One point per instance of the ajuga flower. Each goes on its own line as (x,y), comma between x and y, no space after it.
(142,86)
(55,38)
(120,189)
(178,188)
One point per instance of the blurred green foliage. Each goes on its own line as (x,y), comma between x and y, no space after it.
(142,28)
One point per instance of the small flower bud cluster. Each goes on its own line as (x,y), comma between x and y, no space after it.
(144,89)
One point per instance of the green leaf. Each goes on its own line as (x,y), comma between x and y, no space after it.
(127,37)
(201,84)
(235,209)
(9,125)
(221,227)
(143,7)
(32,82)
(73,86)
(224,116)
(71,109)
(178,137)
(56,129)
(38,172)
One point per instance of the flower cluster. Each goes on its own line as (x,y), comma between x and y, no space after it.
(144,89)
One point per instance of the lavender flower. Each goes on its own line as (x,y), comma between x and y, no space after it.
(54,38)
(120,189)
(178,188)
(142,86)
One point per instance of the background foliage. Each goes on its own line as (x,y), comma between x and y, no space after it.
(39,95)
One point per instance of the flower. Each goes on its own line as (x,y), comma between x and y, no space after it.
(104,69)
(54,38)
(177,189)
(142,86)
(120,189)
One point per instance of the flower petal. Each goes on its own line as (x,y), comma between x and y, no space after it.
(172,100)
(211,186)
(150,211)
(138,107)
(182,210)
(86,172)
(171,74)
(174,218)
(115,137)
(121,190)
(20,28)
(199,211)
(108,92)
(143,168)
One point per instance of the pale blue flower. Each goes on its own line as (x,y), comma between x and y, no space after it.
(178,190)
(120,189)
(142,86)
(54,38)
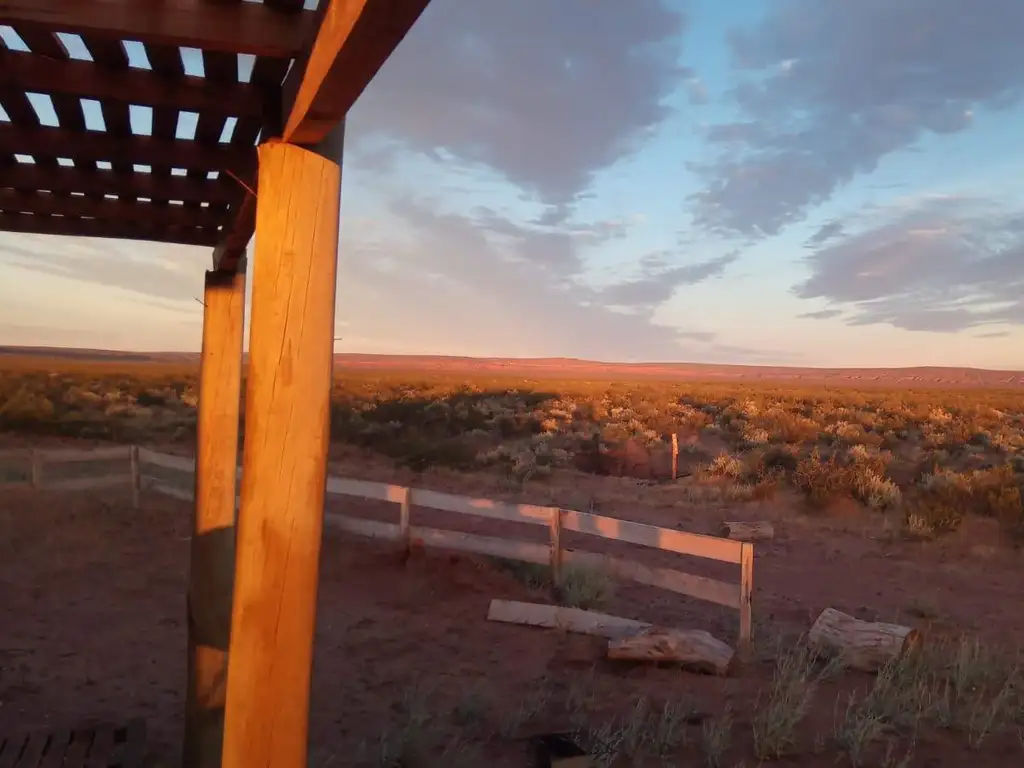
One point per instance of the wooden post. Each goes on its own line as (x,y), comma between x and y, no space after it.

# Exercise:
The entries must be written out again unchanged. Images are to be left out.

# Your solution:
One point per instance of the ajuga flower. Each goes on its own line as (x,y), comma between x and y, no space after it.
(142,86)
(55,38)
(120,189)
(178,188)
One point per instance of the blurred green foliage. Each goes on its own line as (x,y), comma between x and y, no space after it.
(142,28)
One point per instance of the small flower bud cluster. Each goes on its own line as (x,y), comma between x and y, no space after it.
(144,89)
One point per instance of the green leaf. Each goes on its own line as (x,y), comma between x and y, no space after it.
(127,37)
(201,84)
(235,209)
(9,125)
(221,227)
(143,7)
(32,82)
(73,86)
(224,116)
(71,109)
(178,137)
(56,129)
(38,172)
One point per instance of the flower cluster. Each goes on its own line as (x,y), comma between x and y, no space after it.
(144,89)
One point per instance of the lavender flower. Each goes on its own line as (x,y), comma between x and y, no space after it.
(54,38)
(120,189)
(178,188)
(142,86)
One point per instance of the background foliage. Each goes on its own line as (x,y), comma between x and y, no space after it.
(39,95)
One point per instance of the flower. Each goes on its own line as (x,y), comma between x and y, no space after it.
(104,69)
(54,38)
(177,189)
(142,86)
(120,189)
One point per instance of the flower petal. Each goes on its own line as (x,y), comma between x and y, no space after it.
(172,100)
(211,186)
(150,211)
(138,107)
(182,210)
(86,172)
(171,74)
(174,218)
(115,137)
(121,190)
(20,28)
(199,211)
(108,92)
(143,168)
One point per instance of the pale blue flower. Each goes on its own line as (x,y), comma between x and y, no space after it.
(178,190)
(120,189)
(142,86)
(54,38)
One point per instance of the wooden post. Each goes on its own line as (x,y), comma between x and y, no space after it.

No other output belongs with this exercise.